Work instructions
Each record is to be printed exactly as given, down to the last mark.

[Start of Attachment]

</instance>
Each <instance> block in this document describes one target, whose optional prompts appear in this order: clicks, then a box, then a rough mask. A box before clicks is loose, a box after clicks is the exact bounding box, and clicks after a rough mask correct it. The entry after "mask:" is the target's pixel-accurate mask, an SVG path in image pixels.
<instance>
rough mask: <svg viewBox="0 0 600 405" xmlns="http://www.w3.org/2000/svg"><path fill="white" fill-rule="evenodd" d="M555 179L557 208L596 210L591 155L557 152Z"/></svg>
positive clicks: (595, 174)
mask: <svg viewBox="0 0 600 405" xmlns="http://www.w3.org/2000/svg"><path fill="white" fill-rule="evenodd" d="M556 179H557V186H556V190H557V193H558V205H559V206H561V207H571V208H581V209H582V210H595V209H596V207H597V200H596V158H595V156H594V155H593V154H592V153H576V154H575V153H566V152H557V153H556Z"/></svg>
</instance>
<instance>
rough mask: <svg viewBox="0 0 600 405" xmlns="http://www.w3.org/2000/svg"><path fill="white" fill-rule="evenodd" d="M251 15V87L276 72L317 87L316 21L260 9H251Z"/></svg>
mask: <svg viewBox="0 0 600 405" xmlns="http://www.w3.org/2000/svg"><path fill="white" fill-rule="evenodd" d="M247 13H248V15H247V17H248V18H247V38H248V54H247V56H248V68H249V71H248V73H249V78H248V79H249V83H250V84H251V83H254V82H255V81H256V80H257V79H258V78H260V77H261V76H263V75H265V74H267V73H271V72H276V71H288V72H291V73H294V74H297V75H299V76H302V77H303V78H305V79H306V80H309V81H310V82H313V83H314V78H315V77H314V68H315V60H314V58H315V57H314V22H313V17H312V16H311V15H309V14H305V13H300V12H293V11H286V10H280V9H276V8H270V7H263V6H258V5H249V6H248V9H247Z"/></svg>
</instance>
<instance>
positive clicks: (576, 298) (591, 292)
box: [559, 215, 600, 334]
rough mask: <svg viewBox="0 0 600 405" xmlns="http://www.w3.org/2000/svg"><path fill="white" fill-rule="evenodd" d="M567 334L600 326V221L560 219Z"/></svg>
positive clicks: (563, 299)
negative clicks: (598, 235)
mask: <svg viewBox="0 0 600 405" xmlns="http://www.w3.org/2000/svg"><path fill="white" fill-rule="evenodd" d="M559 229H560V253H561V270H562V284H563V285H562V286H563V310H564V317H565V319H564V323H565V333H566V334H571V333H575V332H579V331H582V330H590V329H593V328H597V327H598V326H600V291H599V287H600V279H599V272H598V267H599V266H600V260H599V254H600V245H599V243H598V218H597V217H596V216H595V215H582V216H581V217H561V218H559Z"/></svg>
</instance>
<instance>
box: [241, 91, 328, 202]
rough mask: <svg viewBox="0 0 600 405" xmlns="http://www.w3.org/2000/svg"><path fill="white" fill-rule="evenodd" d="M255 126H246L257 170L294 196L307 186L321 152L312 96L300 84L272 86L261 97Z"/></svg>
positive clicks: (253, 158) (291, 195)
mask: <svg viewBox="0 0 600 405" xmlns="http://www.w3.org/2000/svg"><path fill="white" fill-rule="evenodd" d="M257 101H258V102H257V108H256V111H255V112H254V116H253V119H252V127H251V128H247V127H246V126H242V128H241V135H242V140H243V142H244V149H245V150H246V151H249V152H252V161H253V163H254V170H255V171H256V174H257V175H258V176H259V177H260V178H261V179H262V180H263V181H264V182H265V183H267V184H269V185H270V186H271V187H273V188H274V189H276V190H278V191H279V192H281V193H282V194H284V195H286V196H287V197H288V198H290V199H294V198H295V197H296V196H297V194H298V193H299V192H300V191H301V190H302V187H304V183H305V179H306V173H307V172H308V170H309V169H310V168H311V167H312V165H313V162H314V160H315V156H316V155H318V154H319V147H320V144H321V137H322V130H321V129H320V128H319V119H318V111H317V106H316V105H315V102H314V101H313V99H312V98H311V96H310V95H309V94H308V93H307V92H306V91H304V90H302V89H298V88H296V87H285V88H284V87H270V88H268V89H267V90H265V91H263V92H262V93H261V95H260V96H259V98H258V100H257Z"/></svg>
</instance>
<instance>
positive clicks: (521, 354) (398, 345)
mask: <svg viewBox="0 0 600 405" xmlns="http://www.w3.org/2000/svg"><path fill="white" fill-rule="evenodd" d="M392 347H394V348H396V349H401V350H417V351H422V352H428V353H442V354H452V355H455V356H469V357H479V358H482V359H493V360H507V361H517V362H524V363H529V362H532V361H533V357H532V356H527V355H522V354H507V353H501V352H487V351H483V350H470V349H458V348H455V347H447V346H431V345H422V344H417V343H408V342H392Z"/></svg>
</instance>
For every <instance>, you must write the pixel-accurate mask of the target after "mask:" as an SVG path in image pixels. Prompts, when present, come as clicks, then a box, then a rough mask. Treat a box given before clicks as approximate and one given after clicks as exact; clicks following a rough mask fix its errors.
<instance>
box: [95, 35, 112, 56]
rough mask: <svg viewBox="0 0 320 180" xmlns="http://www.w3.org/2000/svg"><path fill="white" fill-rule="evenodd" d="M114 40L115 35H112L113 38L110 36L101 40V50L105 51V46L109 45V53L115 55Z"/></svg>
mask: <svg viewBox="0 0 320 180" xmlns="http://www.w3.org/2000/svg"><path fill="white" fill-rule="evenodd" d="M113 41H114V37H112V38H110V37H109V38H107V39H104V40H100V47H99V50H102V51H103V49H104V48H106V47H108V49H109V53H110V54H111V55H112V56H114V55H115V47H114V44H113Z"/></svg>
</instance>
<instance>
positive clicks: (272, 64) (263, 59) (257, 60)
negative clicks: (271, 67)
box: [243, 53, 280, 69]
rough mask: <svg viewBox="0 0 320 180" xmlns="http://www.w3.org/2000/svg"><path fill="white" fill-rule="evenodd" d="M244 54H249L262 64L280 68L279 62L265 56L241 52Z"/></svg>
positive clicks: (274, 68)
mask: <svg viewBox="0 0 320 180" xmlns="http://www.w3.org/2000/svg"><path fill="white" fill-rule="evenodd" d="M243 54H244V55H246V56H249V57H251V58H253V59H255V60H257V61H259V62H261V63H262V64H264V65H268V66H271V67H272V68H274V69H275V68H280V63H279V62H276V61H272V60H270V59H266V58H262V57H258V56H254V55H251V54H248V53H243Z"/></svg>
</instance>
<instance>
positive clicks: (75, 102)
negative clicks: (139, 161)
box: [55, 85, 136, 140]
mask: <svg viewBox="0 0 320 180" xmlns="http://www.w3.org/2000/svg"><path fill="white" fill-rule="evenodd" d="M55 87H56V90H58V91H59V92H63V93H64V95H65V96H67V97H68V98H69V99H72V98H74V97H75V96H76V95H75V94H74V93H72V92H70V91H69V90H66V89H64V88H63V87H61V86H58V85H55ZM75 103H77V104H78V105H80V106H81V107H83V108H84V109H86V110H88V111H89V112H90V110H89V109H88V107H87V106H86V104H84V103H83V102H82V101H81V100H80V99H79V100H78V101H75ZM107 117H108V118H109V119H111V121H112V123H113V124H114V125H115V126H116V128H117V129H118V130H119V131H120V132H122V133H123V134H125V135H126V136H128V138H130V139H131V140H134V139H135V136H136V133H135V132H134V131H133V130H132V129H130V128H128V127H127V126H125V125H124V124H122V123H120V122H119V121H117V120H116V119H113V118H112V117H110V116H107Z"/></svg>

[End of Attachment]

Result for this exercise
</instance>
Each <instance> block in this document describes one target, whose optional prompts appear in this order: clicks, then a box, then a rough mask. A box before clicks is loose, a box after clicks is the exact bounding box, and clicks after a rough mask correct it. The entry after "mask:" is the target's pixel-accurate mask, an SVG path in image pixels.
<instance>
rough mask: <svg viewBox="0 0 600 405" xmlns="http://www.w3.org/2000/svg"><path fill="white" fill-rule="evenodd" d="M555 179L557 208L596 210L591 155L557 152Z"/></svg>
positive clicks: (595, 174)
mask: <svg viewBox="0 0 600 405" xmlns="http://www.w3.org/2000/svg"><path fill="white" fill-rule="evenodd" d="M556 179H557V186H556V190H557V193H558V205H559V206H561V207H571V208H581V209H582V210H595V209H596V207H597V200H596V158H595V156H594V155H593V154H592V153H576V154H575V153H566V152H557V153H556Z"/></svg>
</instance>
<instance>
rough mask: <svg viewBox="0 0 600 405" xmlns="http://www.w3.org/2000/svg"><path fill="white" fill-rule="evenodd" d="M251 15V87L276 72L317 87L316 21L260 9H251Z"/></svg>
mask: <svg viewBox="0 0 600 405" xmlns="http://www.w3.org/2000/svg"><path fill="white" fill-rule="evenodd" d="M247 13H248V15H247V17H248V18H247V38H248V54H247V56H248V68H249V71H248V73H249V78H248V79H249V83H250V84H251V83H254V82H255V81H256V80H257V79H258V78H260V77H261V76H263V75H265V74H267V73H271V72H276V71H288V72H291V73H294V74H297V75H299V76H302V77H303V78H305V79H306V80H309V81H310V82H313V83H314V78H315V77H314V68H315V60H314V58H315V57H314V22H313V17H312V16H311V15H309V14H305V13H300V12H293V11H286V10H280V9H276V8H270V7H263V6H258V5H249V6H248V9H247Z"/></svg>
</instance>
<instance>
positive clicks: (576, 298) (591, 292)
box: [559, 215, 600, 334]
rough mask: <svg viewBox="0 0 600 405" xmlns="http://www.w3.org/2000/svg"><path fill="white" fill-rule="evenodd" d="M567 334L600 326V221L560 219Z"/></svg>
positive clicks: (563, 299)
negative clicks: (598, 235)
mask: <svg viewBox="0 0 600 405" xmlns="http://www.w3.org/2000/svg"><path fill="white" fill-rule="evenodd" d="M559 229H560V253H561V270H562V284H563V285H562V286H563V310H564V317H565V319H564V323H565V333H566V334H571V333H575V332H579V331H582V330H590V329H593V328H597V327H598V326H600V291H599V287H600V279H599V272H598V267H599V266H600V260H599V254H600V245H599V243H598V218H597V217H596V216H595V215H582V216H581V217H561V218H559Z"/></svg>
</instance>
<instance>
box: [241, 91, 328, 202]
rough mask: <svg viewBox="0 0 600 405" xmlns="http://www.w3.org/2000/svg"><path fill="white" fill-rule="evenodd" d="M255 126H246L257 170L294 196L307 186L321 152L312 96L300 84L272 86L261 97Z"/></svg>
positive clicks: (253, 158) (291, 195)
mask: <svg viewBox="0 0 600 405" xmlns="http://www.w3.org/2000/svg"><path fill="white" fill-rule="evenodd" d="M257 101H258V102H257V108H256V111H255V112H254V116H253V119H252V127H251V128H247V127H246V126H242V128H241V135H242V140H243V142H244V149H245V150H246V151H249V152H252V161H253V163H254V170H255V171H256V174H257V175H258V176H259V177H260V178H261V179H262V180H263V181H264V182H265V183H267V184H269V185H270V186H271V187H273V188H274V189H276V190H278V191H279V192H281V193H282V194H284V195H286V196H287V197H288V198H290V199H294V198H295V197H296V196H297V194H298V193H299V192H300V191H301V190H302V187H304V183H305V179H306V173H307V172H308V170H309V169H310V168H311V167H312V165H313V162H314V160H315V156H316V155H318V154H319V147H320V144H321V137H322V130H321V129H320V128H319V119H318V111H317V106H316V105H315V102H314V101H313V99H312V98H311V96H310V95H309V94H308V93H307V92H306V91H304V90H302V89H298V88H296V87H285V88H284V87H270V88H268V89H267V90H265V91H263V92H262V93H261V95H260V96H259V98H258V100H257Z"/></svg>
</instance>
<instance>
positive clicks: (521, 354) (398, 345)
mask: <svg viewBox="0 0 600 405" xmlns="http://www.w3.org/2000/svg"><path fill="white" fill-rule="evenodd" d="M392 347H394V348H396V349H401V350H417V351H422V352H428V353H442V354H452V355H455V356H469V357H479V358H482V359H493V360H507V361H517V362H524V363H529V362H532V361H533V357H532V356H527V355H522V354H507V353H501V352H487V351H483V350H470V349H458V348H455V347H447V346H431V345H422V344H417V343H408V342H392Z"/></svg>
</instance>
For every <instance>, you must write the pixel-accurate mask of the target after "mask:" as an SVG path in image pixels. Prompts, when present, come as clicks, then a box, then a rough mask. Treat a box given before clicks as approximate and one given after clicks as exact; clicks following a rough mask fix its errors.
<instance>
box: [95, 35, 112, 56]
rough mask: <svg viewBox="0 0 320 180" xmlns="http://www.w3.org/2000/svg"><path fill="white" fill-rule="evenodd" d="M114 40L115 35H112L113 38L110 36L101 40V50L105 51V46L109 45V53L115 55Z"/></svg>
mask: <svg viewBox="0 0 320 180" xmlns="http://www.w3.org/2000/svg"><path fill="white" fill-rule="evenodd" d="M113 41H114V37H112V38H110V37H109V38H107V39H104V40H100V47H99V50H102V51H103V49H104V48H106V47H108V49H109V53H110V54H111V55H112V56H114V55H115V47H114V44H113Z"/></svg>
</instance>
<instance>
positive clicks: (272, 64) (263, 59) (257, 60)
negative clicks: (271, 67)
box: [243, 53, 280, 69]
rough mask: <svg viewBox="0 0 320 180" xmlns="http://www.w3.org/2000/svg"><path fill="white" fill-rule="evenodd" d="M244 54H249L262 64L280 68L279 62L265 56L241 52Z"/></svg>
positive clicks: (274, 68)
mask: <svg viewBox="0 0 320 180" xmlns="http://www.w3.org/2000/svg"><path fill="white" fill-rule="evenodd" d="M243 54H244V55H246V56H249V57H251V58H253V59H255V60H257V61H259V62H261V63H262V64H264V65H268V66H271V67H272V68H274V69H275V68H280V63H279V62H276V61H272V60H270V59H266V58H262V57H258V56H254V55H251V54H248V53H243Z"/></svg>
</instance>
<instance>
positive clicks: (75, 102)
negative clicks: (139, 161)
box: [55, 85, 136, 140]
mask: <svg viewBox="0 0 320 180" xmlns="http://www.w3.org/2000/svg"><path fill="white" fill-rule="evenodd" d="M55 87H56V90H58V91H59V92H63V93H64V95H65V96H67V97H68V98H69V99H72V98H74V97H75V96H76V95H75V94H74V93H72V92H70V91H69V90H66V89H64V88H63V87H61V86H58V85H55ZM75 103H77V104H78V105H80V106H81V107H83V108H84V109H86V110H88V111H89V112H90V110H89V109H88V107H87V106H86V104H84V103H83V102H82V101H81V100H80V99H79V100H78V101H75ZM107 117H108V118H109V119H111V121H112V123H113V124H114V125H115V126H116V128H117V129H118V130H119V131H120V132H122V133H123V134H125V135H126V136H128V138H130V139H131V140H134V139H135V136H136V133H135V132H134V131H133V130H132V129H130V128H128V127H127V126H125V125H124V124H122V123H120V122H119V121H117V120H116V119H113V118H112V117H110V116H107Z"/></svg>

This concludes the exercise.